» **Directions for this task**
Copy the material below word for word, from the first line to the last.

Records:
★ ★ ★ ★ ★ ★ ★

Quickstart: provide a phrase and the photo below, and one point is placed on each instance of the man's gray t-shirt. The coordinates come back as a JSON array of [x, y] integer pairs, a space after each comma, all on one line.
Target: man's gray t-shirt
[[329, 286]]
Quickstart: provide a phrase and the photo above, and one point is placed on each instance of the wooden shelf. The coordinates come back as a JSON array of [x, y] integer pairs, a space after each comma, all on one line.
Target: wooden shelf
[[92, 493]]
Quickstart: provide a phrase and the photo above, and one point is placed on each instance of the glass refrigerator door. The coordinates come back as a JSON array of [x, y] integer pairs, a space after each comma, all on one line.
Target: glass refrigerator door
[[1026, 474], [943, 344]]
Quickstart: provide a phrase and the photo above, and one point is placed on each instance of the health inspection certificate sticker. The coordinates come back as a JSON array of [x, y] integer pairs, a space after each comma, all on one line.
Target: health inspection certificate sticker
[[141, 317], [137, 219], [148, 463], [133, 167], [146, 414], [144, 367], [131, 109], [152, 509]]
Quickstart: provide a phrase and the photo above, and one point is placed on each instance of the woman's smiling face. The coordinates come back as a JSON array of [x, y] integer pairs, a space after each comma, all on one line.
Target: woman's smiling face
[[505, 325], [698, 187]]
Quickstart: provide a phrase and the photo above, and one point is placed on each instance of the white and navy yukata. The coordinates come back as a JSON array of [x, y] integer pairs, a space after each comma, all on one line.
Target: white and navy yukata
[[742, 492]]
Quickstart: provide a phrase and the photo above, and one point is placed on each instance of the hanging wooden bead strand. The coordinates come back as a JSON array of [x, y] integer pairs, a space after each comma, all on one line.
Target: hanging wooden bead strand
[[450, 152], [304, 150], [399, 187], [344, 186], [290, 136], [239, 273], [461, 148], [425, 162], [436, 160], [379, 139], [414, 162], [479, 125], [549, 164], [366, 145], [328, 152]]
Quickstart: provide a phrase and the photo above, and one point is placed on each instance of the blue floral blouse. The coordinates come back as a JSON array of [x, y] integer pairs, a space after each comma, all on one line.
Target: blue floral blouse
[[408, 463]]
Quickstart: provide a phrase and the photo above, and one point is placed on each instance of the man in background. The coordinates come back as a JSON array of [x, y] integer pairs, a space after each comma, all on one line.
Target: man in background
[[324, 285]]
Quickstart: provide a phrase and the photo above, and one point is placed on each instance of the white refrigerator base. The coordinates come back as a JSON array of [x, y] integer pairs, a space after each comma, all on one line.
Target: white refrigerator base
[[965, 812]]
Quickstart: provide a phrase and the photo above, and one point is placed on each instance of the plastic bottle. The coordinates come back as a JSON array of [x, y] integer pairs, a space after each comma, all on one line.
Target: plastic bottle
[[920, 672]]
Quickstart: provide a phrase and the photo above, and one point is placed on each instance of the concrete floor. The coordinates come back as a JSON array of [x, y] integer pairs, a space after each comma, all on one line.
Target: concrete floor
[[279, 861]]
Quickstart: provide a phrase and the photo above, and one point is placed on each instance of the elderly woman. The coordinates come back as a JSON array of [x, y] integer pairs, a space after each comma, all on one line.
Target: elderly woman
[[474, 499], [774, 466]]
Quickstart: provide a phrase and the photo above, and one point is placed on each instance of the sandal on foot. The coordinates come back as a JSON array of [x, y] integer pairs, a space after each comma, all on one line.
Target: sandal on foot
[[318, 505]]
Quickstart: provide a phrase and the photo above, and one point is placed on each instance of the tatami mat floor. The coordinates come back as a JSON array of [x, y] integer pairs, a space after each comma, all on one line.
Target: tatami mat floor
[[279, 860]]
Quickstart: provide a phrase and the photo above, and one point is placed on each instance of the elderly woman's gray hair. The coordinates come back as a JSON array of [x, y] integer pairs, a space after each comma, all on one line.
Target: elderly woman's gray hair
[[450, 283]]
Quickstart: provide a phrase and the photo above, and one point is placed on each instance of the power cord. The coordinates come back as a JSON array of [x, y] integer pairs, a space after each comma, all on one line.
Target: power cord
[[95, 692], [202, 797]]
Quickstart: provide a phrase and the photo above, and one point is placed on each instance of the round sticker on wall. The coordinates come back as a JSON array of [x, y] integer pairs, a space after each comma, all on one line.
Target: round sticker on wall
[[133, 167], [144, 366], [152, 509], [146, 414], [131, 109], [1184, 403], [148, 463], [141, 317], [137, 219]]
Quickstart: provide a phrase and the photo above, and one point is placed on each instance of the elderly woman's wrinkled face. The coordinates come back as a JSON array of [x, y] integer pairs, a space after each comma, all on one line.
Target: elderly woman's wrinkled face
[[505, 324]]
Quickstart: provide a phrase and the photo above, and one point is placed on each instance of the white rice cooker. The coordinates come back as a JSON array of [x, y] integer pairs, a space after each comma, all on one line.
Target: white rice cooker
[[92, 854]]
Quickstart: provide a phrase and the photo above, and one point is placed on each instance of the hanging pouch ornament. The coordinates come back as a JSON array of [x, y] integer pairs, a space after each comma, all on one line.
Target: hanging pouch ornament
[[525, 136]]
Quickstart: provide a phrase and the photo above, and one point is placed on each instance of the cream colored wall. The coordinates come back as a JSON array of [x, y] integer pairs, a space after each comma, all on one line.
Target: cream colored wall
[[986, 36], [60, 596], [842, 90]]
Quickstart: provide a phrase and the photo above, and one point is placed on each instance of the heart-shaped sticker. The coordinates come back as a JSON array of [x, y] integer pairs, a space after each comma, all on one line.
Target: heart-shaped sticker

★ ★ ★ ★ ★ ★ ★

» **Exercise answer**
Quickstart: provide a phrase and the photo below, and one point is placed on each instance of the man's gray t-shirt. The coordinates come back as a JSON array of [x, y] integer pairs, a space after each comma, all on one line.
Target: man's gray t-shirt
[[329, 286]]
Quickstart: provide a phrase and the photo above, and one point is placed on each instance of the wooden shelf. The coordinates come back as a JSON array of [x, y] integer pairs, a space after each comma, all on one line.
Target: wooden shelf
[[92, 493]]
Quickstart: provide a phrase and the photo above, and one point is placed on each instance of the glass refrigerator door. The coordinates come back as a JSON array of [x, y] integer pairs, a space after each comma, all on one line.
Target: glass refrigerator door
[[1026, 474], [943, 344]]
Quickstart: provide a phrase and the photo above, and one point is placed on each instance of the health inspection certificate sticker. The coordinates come back as a JSON array of [x, y] integer pairs, a space after each comma, all on one line.
Target: health inspection certificate sticker
[[141, 317], [137, 219], [148, 463], [133, 167], [146, 414], [144, 367], [131, 109], [152, 509]]
Quickstart: provide a phrase and the photo above, and one point is placed on each instance of the woman's smiling face. The coordinates come back as a JSON array of [x, y] integer pairs, a space after each comma, all on one line.
Target: woman's smiling face
[[505, 325], [698, 187]]
Quickstart: provide a phrase and the photo above, and one point is placed on each instance of the white and navy yukata. The coordinates come back as a JSON array of [x, y] integer pairs, a space after each comma, all on one line.
Target: white and navy yukata
[[742, 492]]
Quickstart: provide a phrase and the photo above, and one point is placed on each instance of the hanging wooden bead strand. The coordinates come back as a JSON array of [x, y] integer pairs, a space after each comma, all on one line.
Target: hanging wooden bead strand
[[450, 152], [304, 150], [399, 187], [344, 186], [290, 136], [239, 273], [461, 148], [425, 162], [436, 160], [379, 139], [414, 162], [479, 125], [549, 164], [366, 145], [328, 152]]
Quickstart: provide a phrase and the photo above, and one point is placed on each instance of the blue floral blouse. The coordinates come back as a JSON array of [x, y] integer pairs, a space after each comma, all on one line.
Target: blue floral blouse
[[408, 463]]
Quickstart: provide a phrase and the photo above, and one point is placed on each instance of the man in background. The coordinates come back as a JSON array of [x, y] integer pairs, a space after each comma, all on one line.
Target: man in background
[[324, 285]]
Quickstart: provide a phrase and the photo above, and one point is placed on each instance of the white refrigerator base. The coordinates come back as a JSON array of [x, y] integer pairs, a space after each comma, all on one line.
Target: white refrigerator base
[[965, 812]]
Quickstart: provide a phrase and the photo above, and one point is placed on each instance of the plastic bottle. The coordinates come back as a JSON array of [x, y] integer pairs, a space after each comma, all on one line.
Target: plastic bottle
[[920, 672]]
Quickstart: provide a phrase and the photo above, and one point is placed on each instance of the concrete floor. The coordinates come back as a JSON array of [x, y] integer pairs, a space after each comma, all on one line.
Target: concrete floor
[[279, 861]]
Quickstart: provide a phrase and the photo above, and one point is placed on each instance of the elderly woman. The coordinates come back as a JSON array of [x, y] integer pairs, a space after each comma, all on one line.
Target: elderly woman
[[474, 499], [774, 466]]
Quickstart: provide a phrase and the photo above, and one point is placed on each instance of the sandal on foot. The coordinates come back as a JSON array of [x, y] integer pairs, a space after each comma, all on one line.
Target: sandal on foot
[[318, 505]]
Quickstart: provide a phrase and the photo above, and one point is placed on each instance of the tatami mat floor. The coordinates come back as a JSON array of [x, y] integer pairs, a space after each comma, all on one line.
Target: tatami mat floor
[[279, 860]]
Quickstart: provide a phrase and the photo above, and one point is placed on each instance of the elderly woman's gray hair. The coordinates come back as a JSON array of [x, y] integer pairs, a space after each comma, all on one line.
Target: elderly woman's gray hair
[[450, 283]]
Quickstart: provide a phrase and the photo above, and one point is placed on each instance of the power cord. The coordinates come back as a JSON array of [x, y] integer pairs, a space after each comma, all on one line.
Target: power cord
[[95, 692], [202, 797]]
Quickstart: provide a phrase and the photo above, and one point is placed on each instance of the round sticker on wall. The coordinates come back as a JSON array of [x, y] integer pairs, a space after each comma, all on one line.
Target: round sticker on wall
[[133, 167], [144, 366], [152, 509], [146, 414], [131, 109], [1184, 403], [148, 463], [141, 317], [137, 219]]
Quickstart: provide a phrase and the photo above, and one point is placed on each instance of the elderly woman's wrinkled face. The coordinates come back as a JSON array of [x, y] integer pairs, a space after each comma, all on one line.
Target: elderly woman's wrinkled face
[[505, 324]]
Quickstart: provide a phrase and the photo above, and one point is placed on each instance of the white rice cooker. The coordinates come back as a JSON array of [x, y] integer pairs, a space after each comma, all on one line.
Target: white rice cooker
[[92, 854]]
Quickstart: provide a phrase and the photo above, and one point is placed on each instance of the hanging pouch ornament. The coordinates come back as a JSON array of [x, y] integer pairs, a space after each comma, all on one line.
Target: hanging pouch ornament
[[525, 136]]
Quickstart: provide a phrase and the photo above, and one point is placed on each instance of the cream colored wall. The coordinates come back as a JSON array of [x, y] integer pairs, a space after each comma, all on one line.
Target: cream colored wall
[[986, 36], [60, 596], [842, 90]]
Quickstart: provide a phrase and the photo above, and one point is placed on each instance of the heart-shaped sticker. The coordinates come back as a JSON array of [x, y] integer pairs, a space after each comma, all on one line.
Target: heart-shaped sticker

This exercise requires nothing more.